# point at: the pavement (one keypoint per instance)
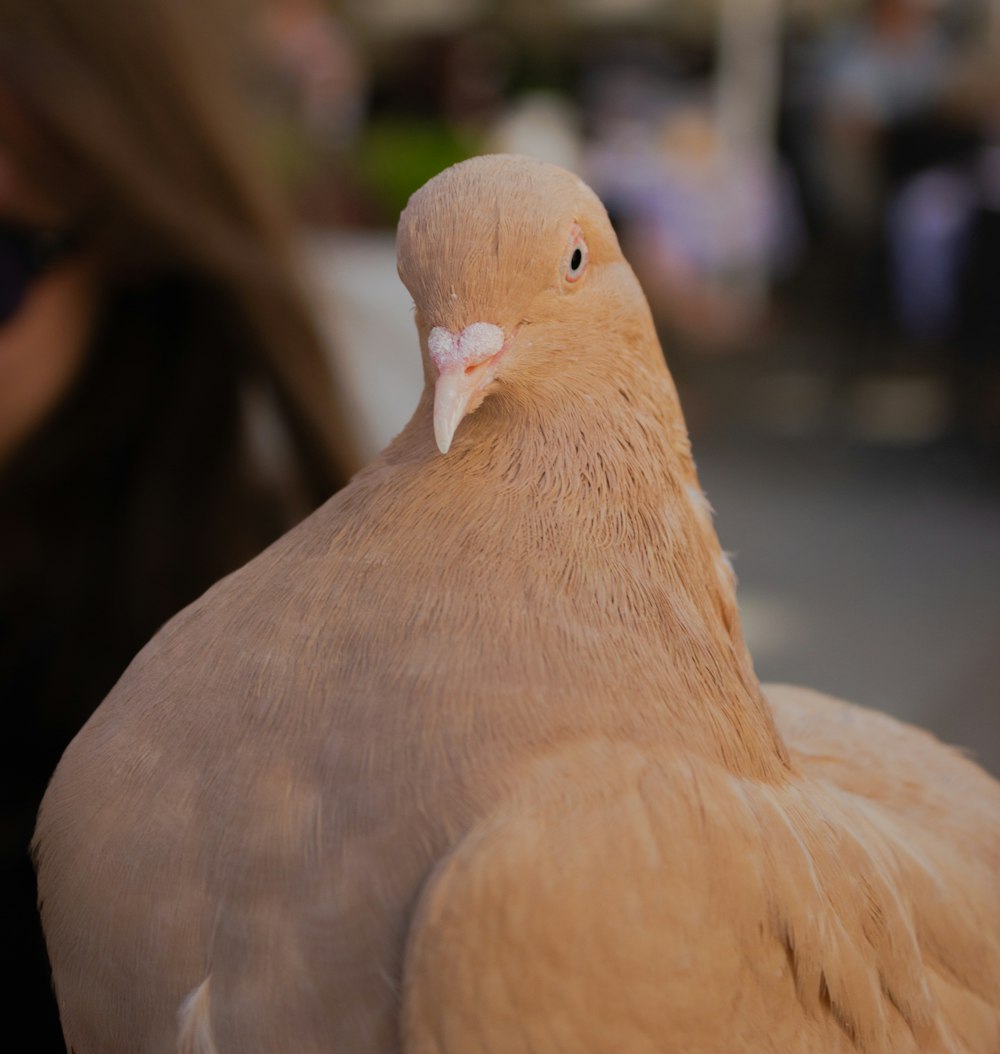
(867, 569)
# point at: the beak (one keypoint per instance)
(466, 367)
(453, 393)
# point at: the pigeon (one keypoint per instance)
(474, 759)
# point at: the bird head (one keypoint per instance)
(513, 266)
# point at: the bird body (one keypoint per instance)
(474, 758)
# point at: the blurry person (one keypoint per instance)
(165, 409)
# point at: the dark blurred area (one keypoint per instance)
(198, 225)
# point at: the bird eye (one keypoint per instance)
(576, 255)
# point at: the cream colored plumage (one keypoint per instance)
(474, 759)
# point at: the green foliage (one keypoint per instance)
(398, 155)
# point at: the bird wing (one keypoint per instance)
(625, 901)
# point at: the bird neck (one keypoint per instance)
(591, 493)
(620, 472)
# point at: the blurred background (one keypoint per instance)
(809, 191)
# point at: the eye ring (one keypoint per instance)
(576, 256)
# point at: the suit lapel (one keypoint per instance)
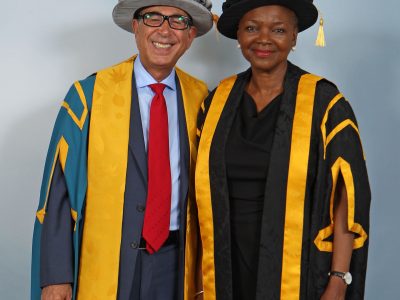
(136, 139)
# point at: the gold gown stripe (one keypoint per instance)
(203, 190)
(296, 187)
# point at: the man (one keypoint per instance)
(112, 217)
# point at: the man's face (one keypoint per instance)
(161, 47)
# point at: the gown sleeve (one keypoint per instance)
(342, 154)
(56, 250)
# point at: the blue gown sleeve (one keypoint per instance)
(56, 250)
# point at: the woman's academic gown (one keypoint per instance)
(316, 139)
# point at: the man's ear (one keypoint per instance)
(135, 25)
(192, 33)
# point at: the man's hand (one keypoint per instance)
(57, 292)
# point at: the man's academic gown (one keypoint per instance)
(316, 139)
(105, 170)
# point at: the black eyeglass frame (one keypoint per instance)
(188, 20)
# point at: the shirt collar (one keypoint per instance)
(144, 78)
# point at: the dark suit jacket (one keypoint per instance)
(56, 239)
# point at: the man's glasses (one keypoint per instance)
(154, 19)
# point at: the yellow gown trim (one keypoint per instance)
(61, 153)
(107, 166)
(296, 187)
(193, 94)
(343, 167)
(203, 191)
(78, 121)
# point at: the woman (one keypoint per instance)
(281, 183)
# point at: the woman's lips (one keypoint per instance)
(262, 53)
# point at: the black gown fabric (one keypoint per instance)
(332, 147)
(247, 160)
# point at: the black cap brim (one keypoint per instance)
(306, 12)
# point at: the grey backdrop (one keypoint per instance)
(46, 45)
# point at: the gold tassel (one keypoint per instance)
(320, 41)
(215, 21)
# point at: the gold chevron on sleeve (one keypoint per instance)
(61, 153)
(343, 167)
(325, 119)
(78, 121)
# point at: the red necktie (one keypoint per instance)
(158, 205)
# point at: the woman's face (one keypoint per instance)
(266, 36)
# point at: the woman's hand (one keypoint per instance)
(57, 292)
(336, 289)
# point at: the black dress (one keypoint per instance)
(247, 160)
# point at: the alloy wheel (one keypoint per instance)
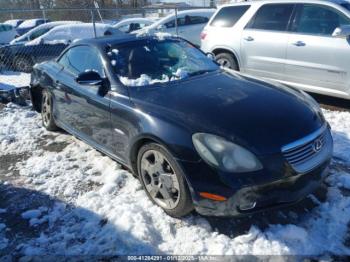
(224, 62)
(160, 179)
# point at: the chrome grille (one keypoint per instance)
(309, 152)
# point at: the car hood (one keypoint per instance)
(258, 115)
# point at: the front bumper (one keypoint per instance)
(281, 182)
(253, 199)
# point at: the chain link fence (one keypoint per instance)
(49, 39)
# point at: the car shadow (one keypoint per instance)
(81, 232)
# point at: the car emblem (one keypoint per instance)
(317, 146)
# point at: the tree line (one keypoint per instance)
(47, 4)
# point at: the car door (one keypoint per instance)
(7, 34)
(264, 41)
(315, 59)
(80, 107)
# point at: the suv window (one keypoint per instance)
(319, 20)
(181, 21)
(80, 59)
(228, 16)
(273, 17)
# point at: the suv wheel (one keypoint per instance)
(227, 60)
(163, 180)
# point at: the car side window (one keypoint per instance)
(229, 16)
(80, 59)
(38, 33)
(319, 20)
(7, 27)
(194, 20)
(273, 17)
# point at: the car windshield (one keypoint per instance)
(346, 5)
(158, 61)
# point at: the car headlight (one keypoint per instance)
(224, 155)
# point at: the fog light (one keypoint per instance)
(247, 206)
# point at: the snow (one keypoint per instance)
(101, 209)
(10, 80)
(31, 214)
(28, 23)
(144, 79)
(148, 31)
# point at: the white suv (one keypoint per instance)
(304, 44)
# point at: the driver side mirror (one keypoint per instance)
(161, 27)
(342, 32)
(93, 79)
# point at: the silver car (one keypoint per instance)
(304, 44)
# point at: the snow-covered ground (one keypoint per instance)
(10, 80)
(75, 201)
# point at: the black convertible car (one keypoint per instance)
(198, 137)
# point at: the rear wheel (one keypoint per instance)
(46, 112)
(227, 60)
(163, 180)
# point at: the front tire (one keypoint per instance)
(163, 180)
(227, 60)
(46, 112)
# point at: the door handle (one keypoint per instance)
(299, 43)
(249, 38)
(58, 85)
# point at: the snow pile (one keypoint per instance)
(102, 210)
(145, 80)
(3, 240)
(10, 80)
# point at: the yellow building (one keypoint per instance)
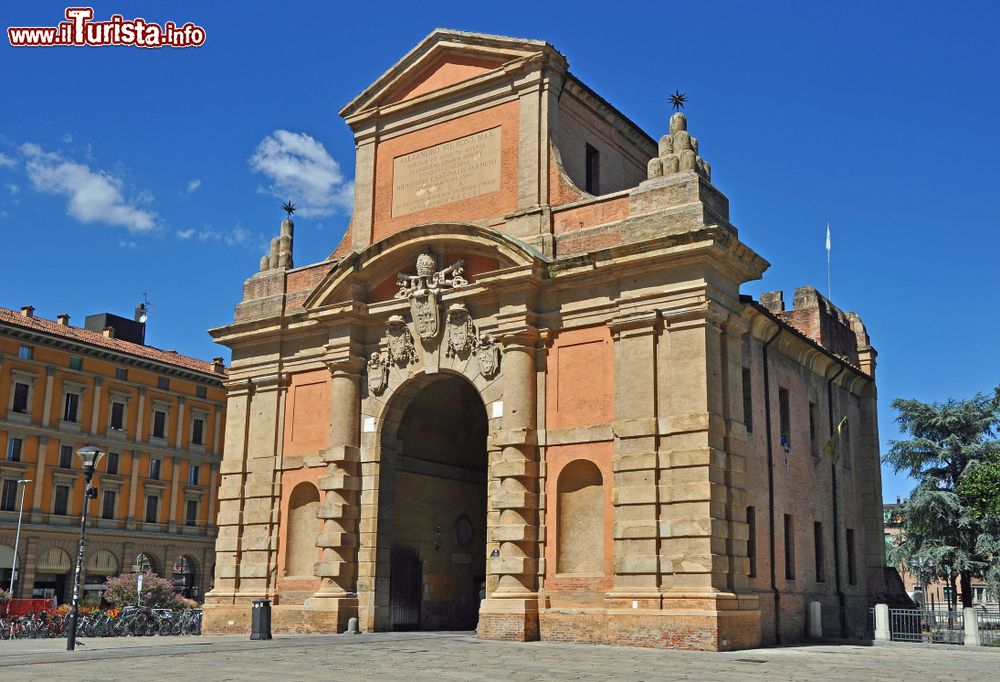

» **WRITTEN REQUEST**: Transcribe all of the entries above word for word, omitting the pictures.

» **FINISHED ANSWER**:
# point at: the pavement (one keypoint per instance)
(867, 569)
# point at: the beak (one keypoint per instance)
(466, 367)
(453, 393)
# point at: the pigeon (one keypoint per instance)
(474, 759)
# point at: the bird head (one keypoint per instance)
(513, 266)
# point at: the bird body (one keypoint per instance)
(474, 758)
# point at: the blurry person (one keypoint per instance)
(165, 409)
# point at: the dark blurred area (one keypoint per instance)
(198, 225)
# point at: the bird eye (one keypoint per instance)
(576, 255)
# point at: the cream colored plumage (one keypoint per instance)
(474, 759)
# point at: the green foliage (one keypoint per instance)
(398, 155)
# point at: the bird wing (one keypoint per instance)
(625, 901)
# point at: the bird neck (one keypoint per instance)
(591, 493)
(620, 472)
# point at: the blurred background (one keypoint per instance)
(809, 191)
# point at: the eye ring (one keypoint per instance)
(576, 256)
# point at: the suit lapel (one keypoint per instance)
(136, 139)
# point at: the gold gown stripe (one keypoint per instance)
(203, 190)
(296, 187)
# point at: the man (one keypoint per instance)
(112, 217)
# point at: the man's face (one keypoint per instance)
(161, 47)
# point at: the gown sleeve (one keypoint per instance)
(342, 154)
(56, 250)
# point at: the blue gown sleeve (one keypoint per instance)
(56, 250)
# point at: the woman's academic gown (one keypoint per instance)
(316, 139)
# point at: the man's ear (one keypoint per instance)
(135, 25)
(192, 33)
# point at: the man's hand (one keypoint per instance)
(57, 292)
# point at: the man's academic gown (one keypoint per instance)
(316, 139)
(105, 170)
# point at: the black eyeglass frame (one keypoint per instance)
(188, 20)
# point at: the shirt collar (one keypoint per instance)
(144, 78)
# point at: the dark suit jacket (one keypoint per instance)
(56, 239)
# point at: the man's glasses (one keypoint per instance)
(154, 19)
# point at: the yellow gown trim (one keypoint per instance)
(61, 153)
(107, 166)
(296, 187)
(193, 94)
(343, 167)
(203, 191)
(78, 121)
# point at: the woman (one keypoint per instance)
(281, 183)
# point at: the woman's lips (one keypoint per instance)
(262, 53)
# point at: the black gown fabric (one keypoint per instance)
(332, 147)
(247, 160)
# point at: the black cap brim (one keypoint per instance)
(306, 12)
# point at: the grey backdrop (one keypoint per instance)
(46, 45)
# point at: the gold tassel (one keypoint per instance)
(320, 41)
(215, 21)
# point at: the gold chevron on sleeve (one keypoint per instance)
(61, 153)
(343, 167)
(325, 119)
(78, 121)
# point at: the red necktie (one keypoint per instance)
(158, 205)
# point at: the woman's face (one keypoint per instance)
(266, 36)
# point at: the woman's hand (one keypoint per instance)
(57, 292)
(336, 289)
# point at: the black dress (one keypoint per instance)
(247, 160)
# point at: the alloy wheel (one keypoint per instance)
(224, 62)
(160, 179)
# point at: the chrome grille (one keypoint per instance)
(309, 152)
# point at: the car hood (one keypoint per instance)
(258, 115)
# point at: the front bumper (one keypoint per instance)
(281, 182)
(253, 199)
# point at: the chain link fence (one keypoint per instance)
(49, 39)
# point at: the car shadow (one keypoint per instance)
(81, 232)
# point at: the car emblem (one keypoint per instance)
(317, 146)
# point at: the tree line (one keypoint per instance)
(47, 4)
# point at: the car door (one keypoint per instance)
(7, 34)
(264, 41)
(315, 59)
(80, 107)
# point at: the suv window (one keypoint per instance)
(319, 20)
(181, 21)
(80, 59)
(228, 16)
(273, 17)
# point at: the suv wheel (one keypoint per instance)
(227, 60)
(163, 180)
# point at: the car side window (one keypoint per instance)
(229, 16)
(80, 59)
(38, 33)
(319, 20)
(7, 27)
(194, 20)
(273, 17)
# point at: the car windshield (one keypoint per instance)
(346, 5)
(158, 61)
# point at: the car headlight (one keypoint per instance)
(224, 155)
# point at: the fog light (one keypoint per instance)
(247, 206)
# point at: the snow (one keypoint per instance)
(101, 209)
(10, 80)
(31, 214)
(28, 23)
(144, 79)
(148, 31)
# point at: the white suv (one keypoint per instance)
(304, 44)
# point at: the driver side mirror (one keypoint per instance)
(161, 27)
(342, 32)
(93, 79)
# point at: the silver car (one keypoint per instance)
(304, 44)
# point at: the snow-covered ground (one keypoint per instance)
(10, 80)
(75, 201)
# point at: the black convertible car (one keypoint per instance)
(198, 137)
# point at: the rear wheel (one keypoint per instance)
(46, 112)
(227, 60)
(163, 180)
# point at: the front tire (one keypoint per instance)
(163, 180)
(227, 60)
(46, 112)
# point at: the door handle (one keypoint per instance)
(299, 43)
(249, 38)
(58, 85)
# point at: the snow pile (one keypoint per instance)
(102, 210)
(145, 80)
(3, 240)
(10, 80)
# point at: the yellow building (one keypoint per instance)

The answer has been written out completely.